◆ Document text ◆
(begin)

Her mission is simple: to inspire people to have flowers in their lives on any budget.

The other half of the business, Flower Empowered, challenges people to discover their inner floral artistry and make their own floral arrangements for those special occasions in life, especially weddings.

Von Pollaro loves her craft, and her do-it-yourself website www.flowerempowered.com provides tool kits with all the tips and tricks of the trade that she has learned from her 14 years in the business, along with step-by-step instructional videos.

“I love flowers. I always have been passionate about flowers. I started at age three with my grandmother in St. Louis, picking wild flowers and arranging them. It started that early. I was the one who did flowers for family events,” von Pollaro said.

Her passion stayed with her through college. While studying history at Yale in the late ’90s, an opportunity to crash at a friend’s apartment in Manhattan for free and do a summer internship at a high-end florist seemed too good to turn down. 

But it was no picnic, either.

The hours were long and the work was hard, with von Pollaro often rising well before dawn to make purchases at the wholesale flower market.

“I spent my time sweeping floors, doing delivery, cleaning greens — the grunt work, which is totally fair,” recalled von Pollaro. “Most importantly, it opened my eyes to how the flower industry works.”

And what she saw wasn’t exactly pretty. 

“The flower business is a dirty business. It’s an ego-driven industry. ‘How much money can we get out of people?’ It wasn’t me,” said von Pollaro.

After graduating from Yale in 2000, she moved to D.C. to work in the nonprofit sector. Although she loved her work, she continued to work with flowers on the side for family, friends and colleagues. Eventually the desire to make her flower hobby a full-time career on her own terms finally bloomed with the creation of Urban Petals.

Von Pollaro said she draws inspiration from her surroundings, whether it be on her daily run through Rock Creek Park or a visit to an art museum — and naturally she pays close attention to what’s in season. 

Her creations soon caught the eye of Whole Foods, and in 2011 a relationship was born. They needed help with their flowers and she was looking for a creative outlet to share her ideas. She now makes a couple of instructional videos a month and posts them on her website so shoppers can experiment, with the goal of demystifying the art of floral arranging.

(end)

◆ Data ◆
(begin)

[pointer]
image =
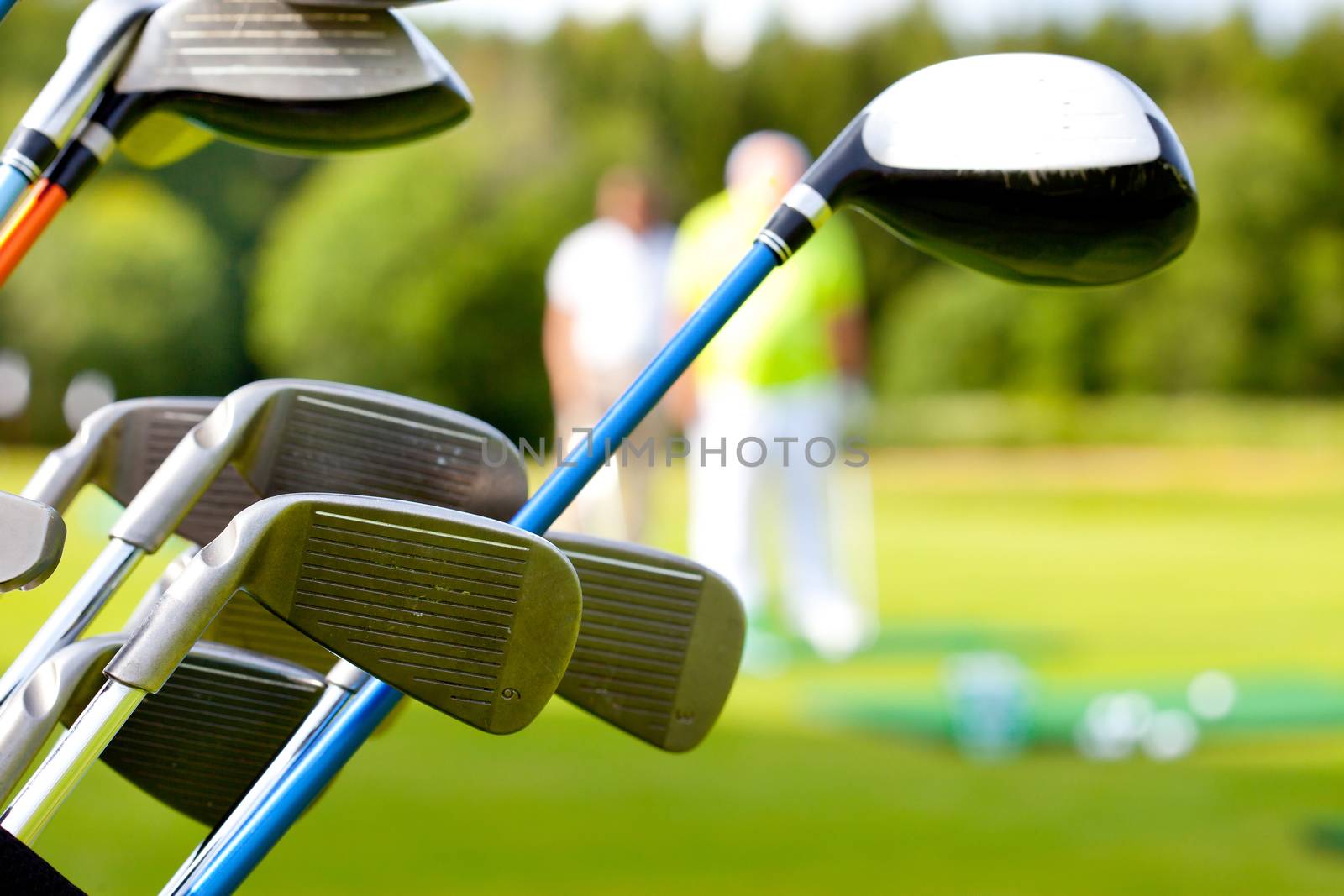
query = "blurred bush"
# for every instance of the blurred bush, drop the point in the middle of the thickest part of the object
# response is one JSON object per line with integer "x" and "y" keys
{"x": 127, "y": 284}
{"x": 421, "y": 269}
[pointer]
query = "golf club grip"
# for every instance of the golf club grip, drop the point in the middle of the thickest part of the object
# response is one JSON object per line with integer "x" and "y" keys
{"x": 27, "y": 224}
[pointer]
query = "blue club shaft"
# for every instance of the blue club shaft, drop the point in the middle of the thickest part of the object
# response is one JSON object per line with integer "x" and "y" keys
{"x": 13, "y": 184}
{"x": 333, "y": 747}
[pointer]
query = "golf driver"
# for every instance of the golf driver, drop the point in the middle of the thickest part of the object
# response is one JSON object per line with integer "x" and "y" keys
{"x": 195, "y": 746}
{"x": 98, "y": 45}
{"x": 470, "y": 616}
{"x": 286, "y": 437}
{"x": 33, "y": 537}
{"x": 284, "y": 78}
{"x": 1026, "y": 132}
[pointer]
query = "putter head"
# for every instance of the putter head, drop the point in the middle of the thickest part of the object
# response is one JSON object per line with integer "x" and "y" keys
{"x": 121, "y": 445}
{"x": 33, "y": 535}
{"x": 304, "y": 436}
{"x": 197, "y": 746}
{"x": 659, "y": 645}
{"x": 1028, "y": 167}
{"x": 296, "y": 78}
{"x": 474, "y": 617}
{"x": 98, "y": 45}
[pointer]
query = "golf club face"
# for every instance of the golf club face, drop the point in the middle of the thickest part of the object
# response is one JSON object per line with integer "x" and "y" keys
{"x": 1034, "y": 168}
{"x": 304, "y": 436}
{"x": 660, "y": 642}
{"x": 245, "y": 624}
{"x": 295, "y": 78}
{"x": 213, "y": 730}
{"x": 33, "y": 537}
{"x": 195, "y": 746}
{"x": 121, "y": 445}
{"x": 474, "y": 617}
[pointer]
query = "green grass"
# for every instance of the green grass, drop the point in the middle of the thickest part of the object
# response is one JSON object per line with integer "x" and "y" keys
{"x": 1105, "y": 567}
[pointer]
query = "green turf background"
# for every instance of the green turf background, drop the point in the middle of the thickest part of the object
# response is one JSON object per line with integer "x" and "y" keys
{"x": 1104, "y": 569}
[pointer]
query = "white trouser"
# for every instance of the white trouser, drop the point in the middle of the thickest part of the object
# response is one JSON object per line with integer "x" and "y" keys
{"x": 729, "y": 503}
{"x": 615, "y": 503}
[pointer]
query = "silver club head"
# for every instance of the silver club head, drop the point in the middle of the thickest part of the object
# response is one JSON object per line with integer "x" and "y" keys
{"x": 121, "y": 445}
{"x": 33, "y": 537}
{"x": 304, "y": 436}
{"x": 1028, "y": 167}
{"x": 659, "y": 645}
{"x": 295, "y": 78}
{"x": 470, "y": 616}
{"x": 197, "y": 746}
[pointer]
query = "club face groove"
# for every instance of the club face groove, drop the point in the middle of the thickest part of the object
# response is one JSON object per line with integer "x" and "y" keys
{"x": 245, "y": 624}
{"x": 659, "y": 645}
{"x": 34, "y": 537}
{"x": 201, "y": 741}
{"x": 195, "y": 746}
{"x": 302, "y": 78}
{"x": 470, "y": 616}
{"x": 143, "y": 436}
{"x": 344, "y": 439}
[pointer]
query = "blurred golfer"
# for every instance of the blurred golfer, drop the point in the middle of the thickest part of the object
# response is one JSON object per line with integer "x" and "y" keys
{"x": 605, "y": 317}
{"x": 776, "y": 375}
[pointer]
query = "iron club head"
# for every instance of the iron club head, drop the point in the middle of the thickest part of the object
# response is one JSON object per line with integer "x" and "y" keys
{"x": 1028, "y": 167}
{"x": 292, "y": 78}
{"x": 304, "y": 436}
{"x": 121, "y": 445}
{"x": 474, "y": 617}
{"x": 33, "y": 537}
{"x": 195, "y": 746}
{"x": 659, "y": 645}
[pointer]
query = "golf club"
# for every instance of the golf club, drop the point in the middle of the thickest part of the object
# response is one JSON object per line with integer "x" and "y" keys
{"x": 659, "y": 647}
{"x": 1066, "y": 125}
{"x": 286, "y": 437}
{"x": 34, "y": 537}
{"x": 328, "y": 81}
{"x": 470, "y": 616}
{"x": 98, "y": 45}
{"x": 195, "y": 746}
{"x": 118, "y": 448}
{"x": 659, "y": 644}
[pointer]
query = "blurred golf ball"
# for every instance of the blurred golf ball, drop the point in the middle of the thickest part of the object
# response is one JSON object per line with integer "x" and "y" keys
{"x": 1173, "y": 735}
{"x": 1211, "y": 694}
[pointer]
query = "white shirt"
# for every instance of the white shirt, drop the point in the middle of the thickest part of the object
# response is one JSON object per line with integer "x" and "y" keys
{"x": 611, "y": 282}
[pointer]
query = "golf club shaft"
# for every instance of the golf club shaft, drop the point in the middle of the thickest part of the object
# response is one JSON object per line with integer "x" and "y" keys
{"x": 210, "y": 851}
{"x": 24, "y": 734}
{"x": 13, "y": 183}
{"x": 66, "y": 766}
{"x": 27, "y": 224}
{"x": 77, "y": 164}
{"x": 74, "y": 614}
{"x": 226, "y": 859}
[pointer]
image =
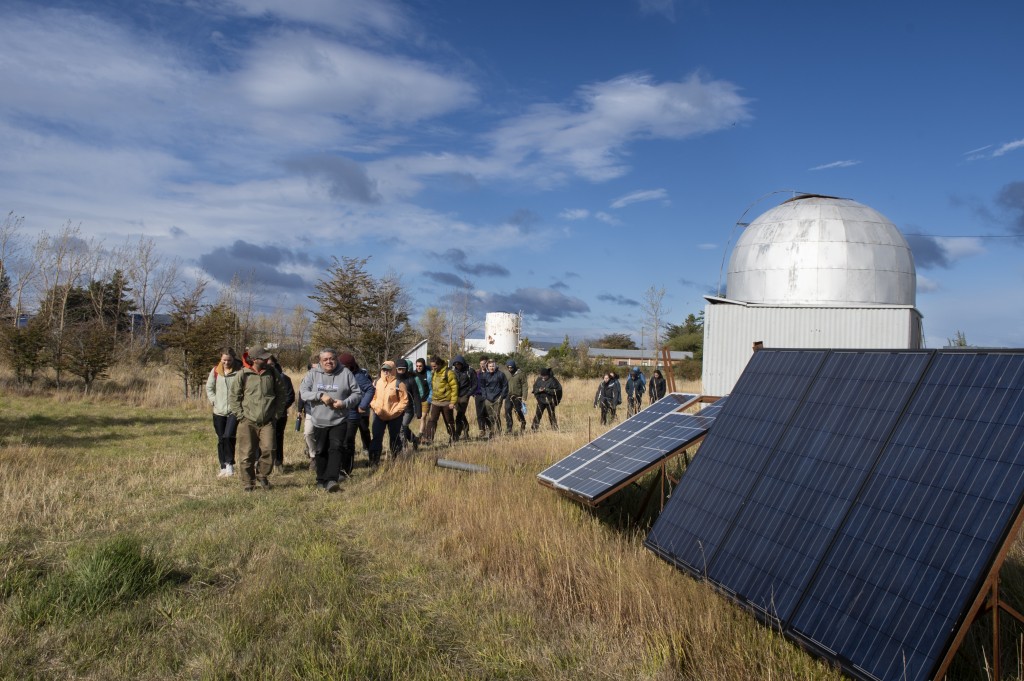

(end)

◆ Required work ◆
**1.** List every business or company named in the profile.
**2.** Find each line of the entries that contains the word "grass" and copy it.
The entries are unrelated to the profile.

◆ Solutions to each task ◆
**1.**
Flower Empowered
Urban Petals
Whole Foods

**2.**
query = "green grass"
# for every instance of the green grass, drop the point in the middle of the thickest part of the object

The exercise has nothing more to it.